» Request: Filter the listing below, copying out each line that contains the word "tree".

··· Data listing

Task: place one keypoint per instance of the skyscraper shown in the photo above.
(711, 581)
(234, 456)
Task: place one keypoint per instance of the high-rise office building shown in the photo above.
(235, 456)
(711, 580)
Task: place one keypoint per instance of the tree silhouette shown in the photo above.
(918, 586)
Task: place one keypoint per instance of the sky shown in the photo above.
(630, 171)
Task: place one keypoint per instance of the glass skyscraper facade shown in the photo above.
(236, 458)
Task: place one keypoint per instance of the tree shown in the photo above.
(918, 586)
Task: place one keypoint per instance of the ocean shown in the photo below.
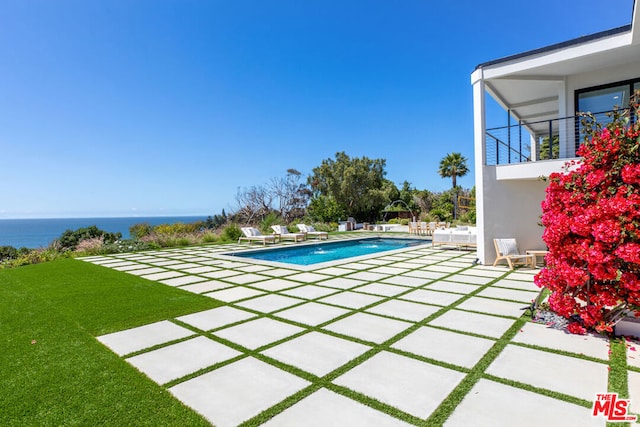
(36, 233)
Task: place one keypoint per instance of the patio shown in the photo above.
(418, 336)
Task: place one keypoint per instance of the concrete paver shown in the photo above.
(492, 306)
(326, 408)
(368, 327)
(237, 392)
(410, 385)
(432, 297)
(404, 310)
(317, 353)
(257, 333)
(215, 318)
(180, 359)
(568, 375)
(445, 346)
(351, 299)
(135, 339)
(407, 376)
(543, 336)
(481, 324)
(494, 404)
(312, 313)
(269, 303)
(309, 291)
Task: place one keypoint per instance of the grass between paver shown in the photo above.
(52, 369)
(142, 312)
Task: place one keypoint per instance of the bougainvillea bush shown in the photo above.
(592, 219)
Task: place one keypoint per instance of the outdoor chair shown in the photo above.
(413, 228)
(282, 232)
(252, 234)
(423, 229)
(507, 249)
(308, 230)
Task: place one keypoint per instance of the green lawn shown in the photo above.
(52, 369)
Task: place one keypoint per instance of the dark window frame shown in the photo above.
(578, 92)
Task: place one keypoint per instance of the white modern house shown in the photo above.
(541, 92)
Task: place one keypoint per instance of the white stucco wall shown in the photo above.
(597, 78)
(510, 209)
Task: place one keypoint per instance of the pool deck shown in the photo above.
(417, 336)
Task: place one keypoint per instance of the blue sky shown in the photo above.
(167, 107)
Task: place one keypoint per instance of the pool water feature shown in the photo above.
(333, 251)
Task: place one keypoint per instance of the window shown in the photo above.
(603, 99)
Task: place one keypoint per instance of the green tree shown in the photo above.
(357, 185)
(452, 166)
(325, 209)
(544, 148)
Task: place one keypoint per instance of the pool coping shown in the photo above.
(325, 264)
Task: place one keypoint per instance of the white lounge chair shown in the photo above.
(308, 230)
(282, 232)
(252, 234)
(413, 227)
(507, 249)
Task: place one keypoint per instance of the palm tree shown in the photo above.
(453, 165)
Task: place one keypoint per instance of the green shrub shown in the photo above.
(209, 237)
(70, 239)
(269, 220)
(7, 253)
(138, 231)
(123, 246)
(231, 233)
(178, 228)
(91, 246)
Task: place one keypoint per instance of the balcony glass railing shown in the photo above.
(536, 141)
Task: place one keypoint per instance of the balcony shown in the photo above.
(526, 142)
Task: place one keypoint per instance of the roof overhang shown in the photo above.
(528, 84)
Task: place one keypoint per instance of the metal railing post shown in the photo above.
(509, 137)
(550, 139)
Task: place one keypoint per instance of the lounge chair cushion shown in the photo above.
(507, 246)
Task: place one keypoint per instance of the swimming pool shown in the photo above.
(323, 252)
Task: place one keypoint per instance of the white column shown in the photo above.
(565, 127)
(479, 130)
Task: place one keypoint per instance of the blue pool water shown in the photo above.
(323, 252)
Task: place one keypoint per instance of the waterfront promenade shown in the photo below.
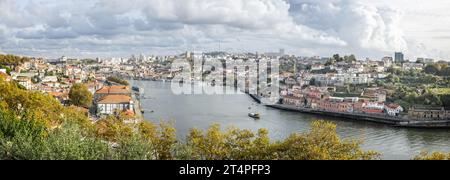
(382, 119)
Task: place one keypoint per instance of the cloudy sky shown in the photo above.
(119, 28)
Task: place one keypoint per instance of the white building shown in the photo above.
(50, 79)
(109, 104)
(393, 109)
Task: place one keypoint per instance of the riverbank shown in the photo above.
(392, 121)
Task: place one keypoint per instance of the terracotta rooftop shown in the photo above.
(114, 90)
(115, 99)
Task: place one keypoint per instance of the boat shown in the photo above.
(254, 115)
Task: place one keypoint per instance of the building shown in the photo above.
(388, 61)
(399, 57)
(428, 113)
(109, 104)
(112, 90)
(393, 109)
(5, 76)
(295, 101)
(413, 66)
(25, 82)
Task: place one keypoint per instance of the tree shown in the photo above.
(80, 96)
(445, 71)
(432, 69)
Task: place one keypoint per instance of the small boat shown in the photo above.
(254, 115)
(135, 88)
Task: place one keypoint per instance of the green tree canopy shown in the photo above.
(80, 96)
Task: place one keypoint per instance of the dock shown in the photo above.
(387, 120)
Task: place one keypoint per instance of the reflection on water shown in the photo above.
(200, 111)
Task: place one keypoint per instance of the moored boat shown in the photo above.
(254, 115)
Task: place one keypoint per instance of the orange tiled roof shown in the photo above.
(115, 99)
(114, 90)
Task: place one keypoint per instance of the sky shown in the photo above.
(120, 28)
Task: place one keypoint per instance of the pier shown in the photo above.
(388, 120)
(393, 121)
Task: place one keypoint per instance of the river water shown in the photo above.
(201, 111)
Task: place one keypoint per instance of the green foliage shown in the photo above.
(80, 96)
(322, 142)
(118, 81)
(432, 69)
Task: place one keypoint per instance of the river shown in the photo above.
(201, 111)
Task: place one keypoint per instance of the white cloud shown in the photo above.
(362, 25)
(117, 27)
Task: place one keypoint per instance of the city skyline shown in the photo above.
(116, 28)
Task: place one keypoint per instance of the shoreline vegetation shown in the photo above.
(34, 126)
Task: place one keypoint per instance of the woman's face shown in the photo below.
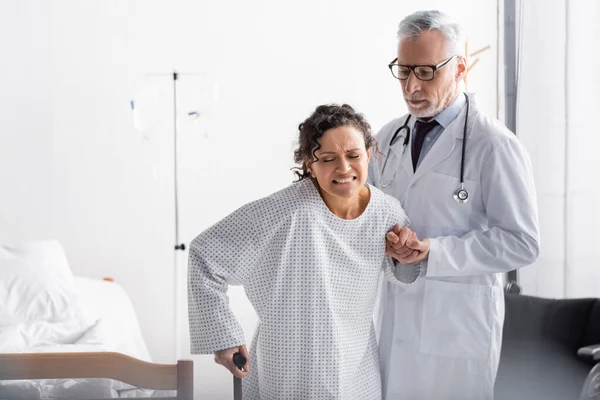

······

» Solution to the exercise:
Task: place one keypoint per instance of the tree silhouette shown in the photo above.
Task: place one keypoint per instance of the tree shown in the photo above.
Task: place one keypoint per instance of the green tree shown in the photo above.
Task: place one keypoint per instance of the palm tree shown in the photo above.
Task: place one keypoint per instance of the tree shown in the photo above.
Task: place one keypoint per instance of the green tree canopy shown in the photo above.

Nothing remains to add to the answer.